Reproduce word for word the section of the passage below that begins at the words "For my thin" and ends after "particularly depraved kind.".

Passage |
-- Opening Marker --

The menacing ghost of gratitude followed me everywhere. I was queer, which meant I was expected to be sexually flexible, unfettered by boundaries and unlikely to say no, available to be posed in any scene or position needed for men’s gratification. And I was fat, which meant I should be grateful for what I got. Even if it was violent. Even if I didn’t consent.

When I finally disclosed this pattern to thinner friends, I anticipated some knowing commiseration, some tools for survival. After all, we’d spent plenty of time developing shared strategies for creepy coworkers and lecherous neighbors. But to many of them, this ravenous violence was a foreign interaction, a reason to call police, run away, tell every woman I knew, do something drastic. Desperate measures.

For my thin friends, rape fantasies were an exception, the provenance of a particularly depraved kind of man. For me, they were the rule: so commonplace as to be routine. Around fat women, seemingly any man could be that particularly depraved kind.

More troubling were the reactions from thin acquaintances. A family friend and self-proclaimed feminist, upon hearing about this onslaught of fantasies, congratulated me. Isn’t it great to be wanted? And, more troublingly, there’s a lid for every pot. As if I had been disheartened about the selection of men who would take me. As if their violence were a sign of hope. As if it were just a misguided expression of attraction.

-- Closing Marker --

Dataset excerpts |
-- Opening Marker --

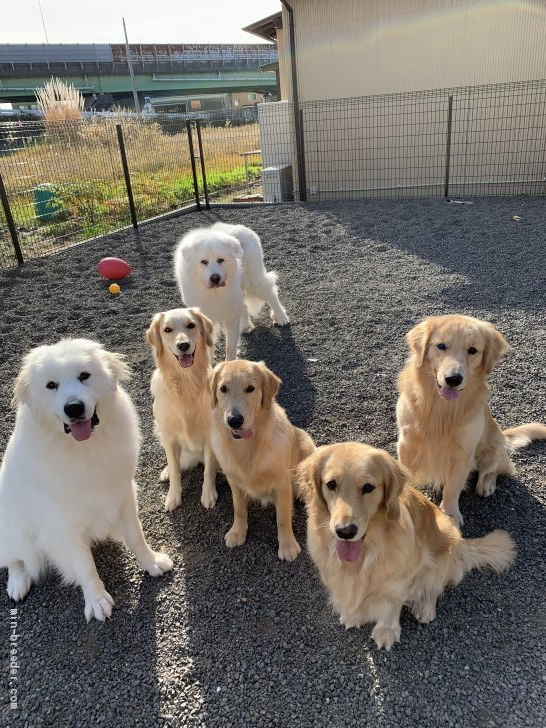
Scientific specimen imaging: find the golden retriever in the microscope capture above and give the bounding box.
[210,360,315,561]
[297,442,515,650]
[397,315,546,526]
[146,308,218,511]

-- Closing Marker --

Completed exercise |
For my thin friends, rape fantasies were an exception, the provenance of a particularly depraved kind of man. For me, they were the rule: so commonplace as to be routine. Around fat women, seemingly any man could be that particularly depraved kind.